__THE PROBLEM__
Could you write out the records below, word for word, from the line containing "of the street" through the last line of the records, including both?

__EXERCISE DATA__
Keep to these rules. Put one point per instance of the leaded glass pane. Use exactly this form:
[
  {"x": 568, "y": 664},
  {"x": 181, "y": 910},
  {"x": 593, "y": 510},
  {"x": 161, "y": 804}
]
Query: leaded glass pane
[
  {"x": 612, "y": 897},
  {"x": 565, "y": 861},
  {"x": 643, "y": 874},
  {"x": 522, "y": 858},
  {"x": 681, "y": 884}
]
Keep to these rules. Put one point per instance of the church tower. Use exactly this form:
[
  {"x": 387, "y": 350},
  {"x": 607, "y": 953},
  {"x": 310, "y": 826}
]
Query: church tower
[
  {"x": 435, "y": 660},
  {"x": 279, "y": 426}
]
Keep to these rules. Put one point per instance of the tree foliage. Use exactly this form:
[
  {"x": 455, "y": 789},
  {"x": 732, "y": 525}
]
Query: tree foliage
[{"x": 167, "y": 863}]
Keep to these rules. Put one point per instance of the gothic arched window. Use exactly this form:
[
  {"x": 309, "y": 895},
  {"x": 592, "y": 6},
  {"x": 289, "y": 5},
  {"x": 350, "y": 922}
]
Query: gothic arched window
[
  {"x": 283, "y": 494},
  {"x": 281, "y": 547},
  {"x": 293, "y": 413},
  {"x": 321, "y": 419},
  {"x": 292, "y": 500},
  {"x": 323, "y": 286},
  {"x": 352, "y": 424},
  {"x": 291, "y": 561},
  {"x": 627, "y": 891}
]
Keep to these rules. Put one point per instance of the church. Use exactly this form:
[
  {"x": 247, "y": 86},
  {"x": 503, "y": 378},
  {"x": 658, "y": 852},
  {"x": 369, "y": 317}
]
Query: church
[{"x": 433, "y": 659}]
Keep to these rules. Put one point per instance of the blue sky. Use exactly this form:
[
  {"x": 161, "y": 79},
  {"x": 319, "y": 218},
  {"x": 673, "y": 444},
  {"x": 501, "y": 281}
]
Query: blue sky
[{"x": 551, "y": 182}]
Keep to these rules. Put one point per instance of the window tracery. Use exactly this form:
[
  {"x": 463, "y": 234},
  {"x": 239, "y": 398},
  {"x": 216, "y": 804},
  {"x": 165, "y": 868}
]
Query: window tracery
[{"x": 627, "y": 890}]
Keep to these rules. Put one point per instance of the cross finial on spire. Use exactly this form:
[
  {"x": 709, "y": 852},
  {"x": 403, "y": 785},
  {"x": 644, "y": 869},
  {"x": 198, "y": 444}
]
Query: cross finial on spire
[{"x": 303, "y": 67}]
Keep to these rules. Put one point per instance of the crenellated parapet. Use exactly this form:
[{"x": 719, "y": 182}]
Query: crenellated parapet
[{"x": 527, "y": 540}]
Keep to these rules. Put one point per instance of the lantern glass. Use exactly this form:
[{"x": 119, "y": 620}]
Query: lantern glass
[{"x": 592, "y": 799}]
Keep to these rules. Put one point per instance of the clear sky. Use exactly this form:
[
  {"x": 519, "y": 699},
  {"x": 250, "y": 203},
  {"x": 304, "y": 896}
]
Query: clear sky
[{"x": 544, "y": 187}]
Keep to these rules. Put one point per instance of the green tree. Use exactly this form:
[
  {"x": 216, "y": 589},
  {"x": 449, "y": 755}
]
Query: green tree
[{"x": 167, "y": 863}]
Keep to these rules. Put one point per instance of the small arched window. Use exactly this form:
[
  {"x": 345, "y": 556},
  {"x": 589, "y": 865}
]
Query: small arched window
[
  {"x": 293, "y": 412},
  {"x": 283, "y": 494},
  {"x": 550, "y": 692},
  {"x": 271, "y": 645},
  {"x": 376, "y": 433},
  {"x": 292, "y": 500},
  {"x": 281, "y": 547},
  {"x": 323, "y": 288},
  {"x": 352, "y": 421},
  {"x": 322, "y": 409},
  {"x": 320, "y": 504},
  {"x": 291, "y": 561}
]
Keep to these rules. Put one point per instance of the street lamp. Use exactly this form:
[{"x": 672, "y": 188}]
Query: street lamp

__WRITTEN RESPONSE__
Keep to these rules. Put one point per instance of the street lamp. Use exactly this form:
[{"x": 672, "y": 188}]
Query: street lamp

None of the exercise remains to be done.